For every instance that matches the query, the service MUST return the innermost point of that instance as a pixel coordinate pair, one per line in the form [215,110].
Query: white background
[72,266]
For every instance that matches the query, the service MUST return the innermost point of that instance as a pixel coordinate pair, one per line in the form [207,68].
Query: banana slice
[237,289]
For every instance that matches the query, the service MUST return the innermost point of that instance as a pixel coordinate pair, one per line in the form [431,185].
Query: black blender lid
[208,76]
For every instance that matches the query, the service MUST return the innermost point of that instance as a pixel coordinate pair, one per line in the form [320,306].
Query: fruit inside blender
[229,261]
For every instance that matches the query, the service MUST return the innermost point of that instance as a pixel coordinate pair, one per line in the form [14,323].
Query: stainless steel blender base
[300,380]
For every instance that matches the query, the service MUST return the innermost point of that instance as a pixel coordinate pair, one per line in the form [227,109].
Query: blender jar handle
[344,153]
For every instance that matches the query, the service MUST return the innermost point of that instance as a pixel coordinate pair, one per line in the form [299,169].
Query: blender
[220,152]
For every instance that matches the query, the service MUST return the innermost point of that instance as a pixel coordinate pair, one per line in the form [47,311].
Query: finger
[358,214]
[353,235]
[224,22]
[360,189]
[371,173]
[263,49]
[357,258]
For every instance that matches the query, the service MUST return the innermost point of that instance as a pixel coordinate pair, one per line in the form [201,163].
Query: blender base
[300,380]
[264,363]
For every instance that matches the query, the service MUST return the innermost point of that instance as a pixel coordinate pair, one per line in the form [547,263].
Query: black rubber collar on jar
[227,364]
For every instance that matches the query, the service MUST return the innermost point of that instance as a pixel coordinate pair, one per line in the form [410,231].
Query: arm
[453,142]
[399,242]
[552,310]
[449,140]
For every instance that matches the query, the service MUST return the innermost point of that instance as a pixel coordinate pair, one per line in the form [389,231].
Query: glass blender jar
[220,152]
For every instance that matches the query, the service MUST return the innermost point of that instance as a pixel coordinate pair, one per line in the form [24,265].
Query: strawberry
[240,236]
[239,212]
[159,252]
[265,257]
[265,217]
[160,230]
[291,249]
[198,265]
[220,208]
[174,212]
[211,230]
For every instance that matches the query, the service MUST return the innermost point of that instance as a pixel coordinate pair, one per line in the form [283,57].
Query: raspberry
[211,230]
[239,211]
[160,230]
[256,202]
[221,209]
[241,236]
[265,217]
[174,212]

* **Exercise directions**
Starting at the line that contains "the form [389,231]." and ending at the last line of the listing, write out every line again, requests included. Multiply each coordinate in the answers by 1.05 and round it to a whole number, with halves rounded up, but leave the numbers inside the requests unchanged.

* **Task response**
For every instance that matches the query, the service MUST return the innermost point of that instance as a pixel coordinate pair, one per line in the form [389,231].
Query: glass blender jar
[231,160]
For every instance that matches the query, the service MUST return the innermost point of that instance as a pixel coordinate pair, one per line in the form [24,265].
Query: strawberry
[252,248]
[251,223]
[167,265]
[278,270]
[278,228]
[168,242]
[306,261]
[208,278]
[231,218]
[183,223]
[222,242]
For every instance that matches the query, the service MUST return the innermost point of that instance as a pixel coordinate pair, one per line in the form [283,57].
Query: raspberry
[222,242]
[251,222]
[168,242]
[269,212]
[232,219]
[253,248]
[278,228]
[183,223]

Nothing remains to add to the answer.